▶ **Listed records**:
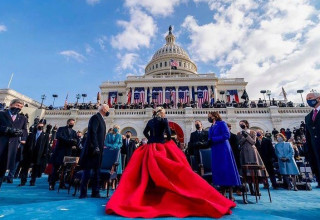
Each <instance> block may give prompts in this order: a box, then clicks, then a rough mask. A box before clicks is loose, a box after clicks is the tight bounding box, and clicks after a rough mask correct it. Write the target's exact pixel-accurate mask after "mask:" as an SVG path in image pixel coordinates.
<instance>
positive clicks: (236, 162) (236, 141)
mask: <svg viewBox="0 0 320 220" xmlns="http://www.w3.org/2000/svg"><path fill="white" fill-rule="evenodd" d="M227 125H228V128H229V131H230V138H229V143H230V146H231V149H232V152H233V156H234V159H235V161H236V164H237V168H238V171H240V170H241V164H240V149H239V142H238V138H237V135H236V134H234V133H232V132H231V124H229V123H227Z"/></svg>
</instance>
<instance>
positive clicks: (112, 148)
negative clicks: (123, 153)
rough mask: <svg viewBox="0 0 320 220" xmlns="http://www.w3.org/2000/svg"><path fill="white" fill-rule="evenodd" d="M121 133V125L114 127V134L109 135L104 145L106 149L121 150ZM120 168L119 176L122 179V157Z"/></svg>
mask: <svg viewBox="0 0 320 220" xmlns="http://www.w3.org/2000/svg"><path fill="white" fill-rule="evenodd" d="M119 131H120V126H119V125H114V126H113V129H112V132H110V133H108V134H107V137H106V140H105V142H104V145H105V146H106V147H109V148H112V149H121V147H122V136H121V134H120V133H119ZM118 163H119V165H118V167H117V174H118V176H119V178H120V175H121V174H122V161H121V156H120V157H119V159H118Z"/></svg>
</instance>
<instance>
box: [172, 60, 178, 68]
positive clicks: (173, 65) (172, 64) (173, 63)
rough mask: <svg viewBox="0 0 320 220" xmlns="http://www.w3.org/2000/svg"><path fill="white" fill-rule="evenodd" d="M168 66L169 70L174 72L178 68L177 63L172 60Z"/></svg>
mask: <svg viewBox="0 0 320 220" xmlns="http://www.w3.org/2000/svg"><path fill="white" fill-rule="evenodd" d="M170 66H171V69H174V70H176V69H177V68H178V62H177V61H175V60H173V59H171V60H170Z"/></svg>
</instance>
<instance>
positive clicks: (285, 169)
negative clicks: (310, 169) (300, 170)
mask: <svg viewBox="0 0 320 220" xmlns="http://www.w3.org/2000/svg"><path fill="white" fill-rule="evenodd" d="M275 150H276V155H277V157H278V161H279V171H280V174H282V175H299V170H298V167H297V164H296V161H295V160H294V150H293V148H292V146H291V144H290V143H289V142H280V143H277V144H276V146H275ZM281 158H286V159H289V160H288V161H286V162H283V161H282V160H281Z"/></svg>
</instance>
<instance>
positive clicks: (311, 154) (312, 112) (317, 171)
mask: <svg viewBox="0 0 320 220" xmlns="http://www.w3.org/2000/svg"><path fill="white" fill-rule="evenodd" d="M312 115H313V111H311V112H310V113H309V114H308V115H307V116H306V118H305V121H306V140H307V152H305V153H306V157H307V158H308V159H309V161H310V165H311V169H312V171H313V173H315V174H316V175H317V176H320V113H319V112H318V114H317V117H316V119H315V121H314V122H313V121H312ZM318 182H320V181H319V180H318Z"/></svg>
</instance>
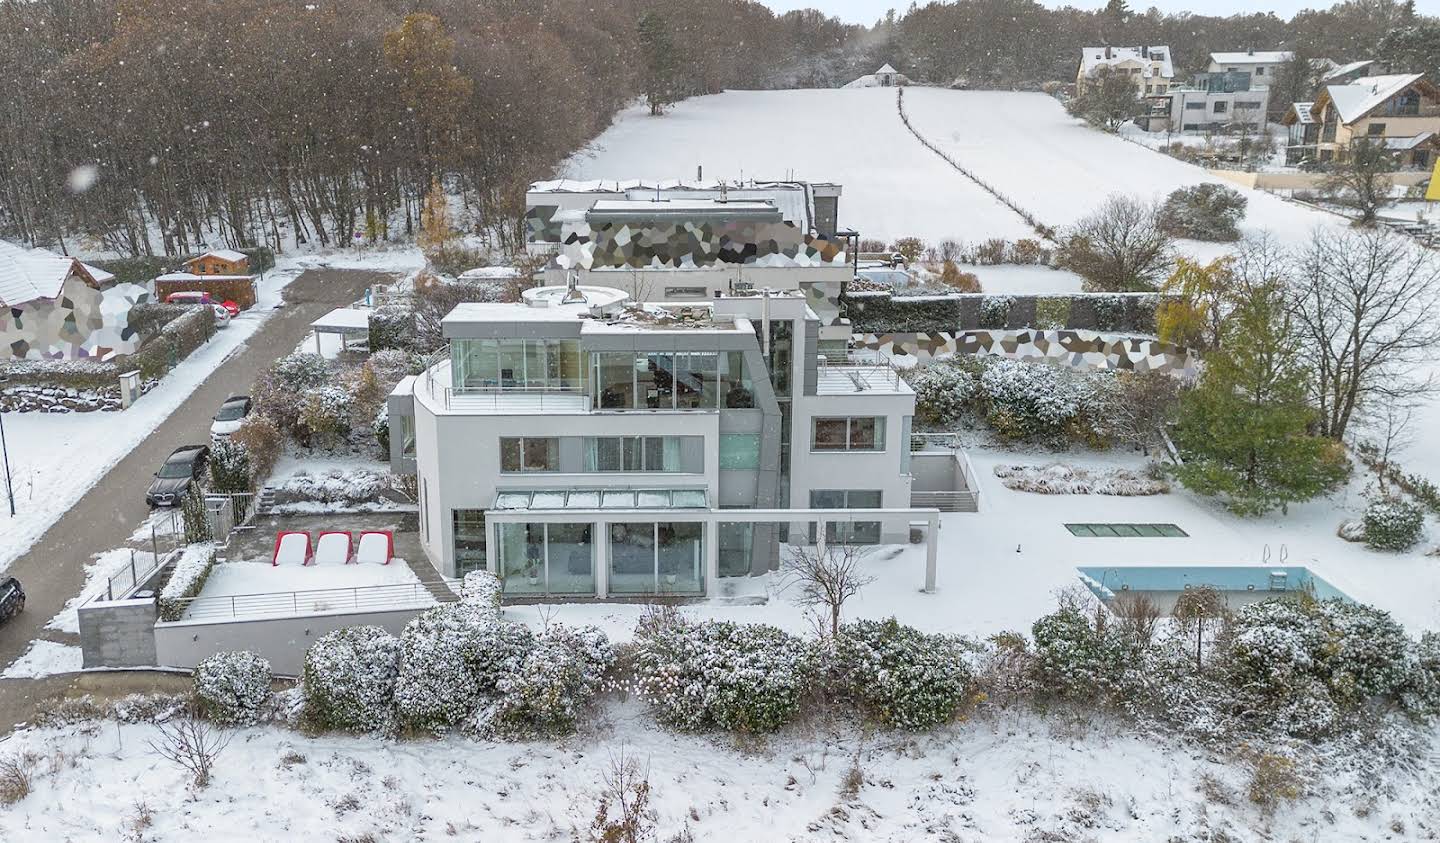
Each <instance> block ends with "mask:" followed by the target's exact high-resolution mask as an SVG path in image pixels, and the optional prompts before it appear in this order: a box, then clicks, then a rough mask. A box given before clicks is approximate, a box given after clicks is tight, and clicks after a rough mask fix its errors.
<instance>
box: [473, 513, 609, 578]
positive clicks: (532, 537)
mask: <svg viewBox="0 0 1440 843" xmlns="http://www.w3.org/2000/svg"><path fill="white" fill-rule="evenodd" d="M495 533H497V540H498V542H500V546H498V549H497V558H498V562H500V579H501V581H503V584H504V591H505V594H521V595H523V594H595V543H593V542H592V535H593V526H592V525H586V523H556V525H544V523H507V525H497V529H495Z"/></svg>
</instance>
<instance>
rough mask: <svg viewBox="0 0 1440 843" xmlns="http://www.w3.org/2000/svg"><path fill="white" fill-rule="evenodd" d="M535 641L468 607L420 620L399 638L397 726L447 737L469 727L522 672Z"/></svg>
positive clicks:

▶ **Aim of the exercise**: Can you reproduce the listing above line for line, with no changes and the pictures left out?

▶ **Answer to this exercise**:
Each <instance> block may give prompts in this order: a box, then clicks, then a rough mask. A box before clicks is loose, a box after clicks is the tight bounding box, and clicks after a rough mask correct it. Write the target's exact pixel-accurate mask after "mask:" as an SVG path in image pixel coordinates.
<instance>
positive clicks: (236, 162) (236, 141)
mask: <svg viewBox="0 0 320 220" xmlns="http://www.w3.org/2000/svg"><path fill="white" fill-rule="evenodd" d="M227 125H228V128H229V131H230V138H229V143H230V146H231V149H232V152H233V156H234V159H235V161H236V164H237V168H238V171H240V170H241V164H240V149H239V142H238V138H237V135H236V134H234V133H232V132H231V124H229V123H227Z"/></svg>
</instance>
<instance>
positive clicks: (112, 148)
negative clicks: (123, 153)
rough mask: <svg viewBox="0 0 320 220" xmlns="http://www.w3.org/2000/svg"><path fill="white" fill-rule="evenodd" d="M121 133V125L114 127V134L109 135L104 145L106 149L121 150ZM120 168L119 176L122 179V157Z"/></svg>
mask: <svg viewBox="0 0 320 220" xmlns="http://www.w3.org/2000/svg"><path fill="white" fill-rule="evenodd" d="M119 131H120V126H119V125H114V126H113V129H112V132H110V133H108V134H107V137H106V140H105V142H104V145H105V146H106V147H109V148H112V149H121V147H122V136H121V134H120V133H119ZM118 163H119V165H118V167H117V174H118V176H119V178H120V175H121V174H122V161H121V156H120V157H119V159H118Z"/></svg>
</instance>
<instance>
box: [172, 60, 178, 68]
positive clicks: (173, 65) (172, 64) (173, 63)
rough mask: <svg viewBox="0 0 320 220" xmlns="http://www.w3.org/2000/svg"><path fill="white" fill-rule="evenodd" d="M168 66L169 70L174 72L178 68L177 63L172 60Z"/></svg>
mask: <svg viewBox="0 0 320 220" xmlns="http://www.w3.org/2000/svg"><path fill="white" fill-rule="evenodd" d="M170 66H171V69H174V70H176V69H177V68H178V62H177V61H175V60H173V59H171V60H170Z"/></svg>
</instance>
<instance>
positive clicks: (285, 169)
negative clicks: (310, 169) (300, 170)
mask: <svg viewBox="0 0 320 220" xmlns="http://www.w3.org/2000/svg"><path fill="white" fill-rule="evenodd" d="M275 150H276V155H277V157H278V161H279V171H280V174H282V175H299V170H298V167H297V164H296V161H295V160H294V150H293V148H292V146H291V144H290V143H289V142H280V143H277V144H276V146H275ZM281 158H286V159H289V160H288V161H286V162H283V161H282V160H281Z"/></svg>
</instance>
<instance>
positive clicks: (311, 154) (312, 112) (317, 171)
mask: <svg viewBox="0 0 320 220" xmlns="http://www.w3.org/2000/svg"><path fill="white" fill-rule="evenodd" d="M312 115H313V111H311V112H310V113H309V114H308V115H307V116H306V118H305V121H306V140H307V152H305V153H306V157H307V158H308V159H309V161H310V165H311V169H312V171H313V173H315V174H316V175H317V176H320V113H319V112H318V114H317V117H316V119H315V121H314V122H313V121H312ZM318 182H320V181H319V180H318Z"/></svg>
</instance>
Each <instance> block ends with "mask:" followed by the target's exact high-resolution mask as an SVG path in image pixels, and the optional prompts before it appear in this order: a box, then clicks, then a rough mask. A box given before clicks is approximate, a box given after clicks is tight, and clicks after a rough mask fix its errors.
<instance>
box: [473, 513, 609, 578]
positive clicks: (532, 537)
mask: <svg viewBox="0 0 1440 843" xmlns="http://www.w3.org/2000/svg"><path fill="white" fill-rule="evenodd" d="M495 533H497V540H498V542H500V546H498V549H497V558H498V562H500V579H501V581H503V584H504V591H505V594H521V595H523V594H595V543H593V542H592V535H593V526H592V525H586V523H556V525H544V523H507V525H497V529H495Z"/></svg>
</instance>
<instance>
rough mask: <svg viewBox="0 0 1440 843" xmlns="http://www.w3.org/2000/svg"><path fill="white" fill-rule="evenodd" d="M535 641L468 607L420 620L399 638L397 726L447 737L469 727L522 672Z"/></svg>
positive clicks:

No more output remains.